EXERCISE DIRECTIONS:
Find the lines in the records that carry the word "grass". Copy each one.

RAW DATA:
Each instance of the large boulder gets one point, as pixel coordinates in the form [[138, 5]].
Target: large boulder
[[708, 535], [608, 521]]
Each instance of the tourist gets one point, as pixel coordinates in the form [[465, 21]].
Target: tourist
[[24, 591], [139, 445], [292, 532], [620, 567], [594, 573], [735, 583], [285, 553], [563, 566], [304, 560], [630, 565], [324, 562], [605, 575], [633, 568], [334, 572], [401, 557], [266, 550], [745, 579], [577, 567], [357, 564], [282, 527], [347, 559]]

==

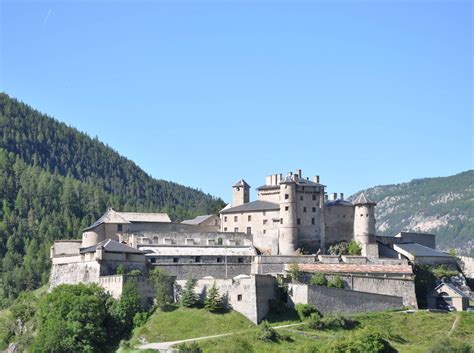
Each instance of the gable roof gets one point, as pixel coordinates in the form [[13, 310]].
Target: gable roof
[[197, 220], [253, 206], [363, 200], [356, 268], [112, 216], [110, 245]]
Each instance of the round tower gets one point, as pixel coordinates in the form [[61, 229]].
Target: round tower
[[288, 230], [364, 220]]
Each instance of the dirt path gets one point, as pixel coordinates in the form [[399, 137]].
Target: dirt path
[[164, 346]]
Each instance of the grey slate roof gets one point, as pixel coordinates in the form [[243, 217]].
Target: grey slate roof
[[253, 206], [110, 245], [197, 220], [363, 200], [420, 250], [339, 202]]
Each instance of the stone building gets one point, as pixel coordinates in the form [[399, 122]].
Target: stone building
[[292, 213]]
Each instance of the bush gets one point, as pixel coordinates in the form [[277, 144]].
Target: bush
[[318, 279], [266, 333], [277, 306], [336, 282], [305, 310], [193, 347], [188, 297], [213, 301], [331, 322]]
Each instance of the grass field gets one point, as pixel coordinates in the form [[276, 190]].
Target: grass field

--

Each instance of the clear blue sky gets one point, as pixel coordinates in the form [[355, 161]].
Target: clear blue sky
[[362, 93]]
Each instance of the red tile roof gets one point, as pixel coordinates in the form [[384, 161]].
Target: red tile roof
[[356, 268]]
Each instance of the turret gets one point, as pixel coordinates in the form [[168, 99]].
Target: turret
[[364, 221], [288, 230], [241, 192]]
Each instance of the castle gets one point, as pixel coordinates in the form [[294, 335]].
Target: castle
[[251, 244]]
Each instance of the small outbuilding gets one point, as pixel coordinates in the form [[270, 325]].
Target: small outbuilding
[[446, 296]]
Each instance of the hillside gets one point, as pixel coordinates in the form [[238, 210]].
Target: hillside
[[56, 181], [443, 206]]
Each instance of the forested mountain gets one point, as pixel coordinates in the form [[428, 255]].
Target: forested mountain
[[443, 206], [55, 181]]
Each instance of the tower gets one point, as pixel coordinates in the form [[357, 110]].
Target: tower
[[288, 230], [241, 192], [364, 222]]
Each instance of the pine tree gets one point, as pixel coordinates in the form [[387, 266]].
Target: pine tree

SOLUTION TO THIS EXERCISE:
Each instance of the grass field gets one point, as pixel coordinates in the form [[276, 190]].
Target: grass field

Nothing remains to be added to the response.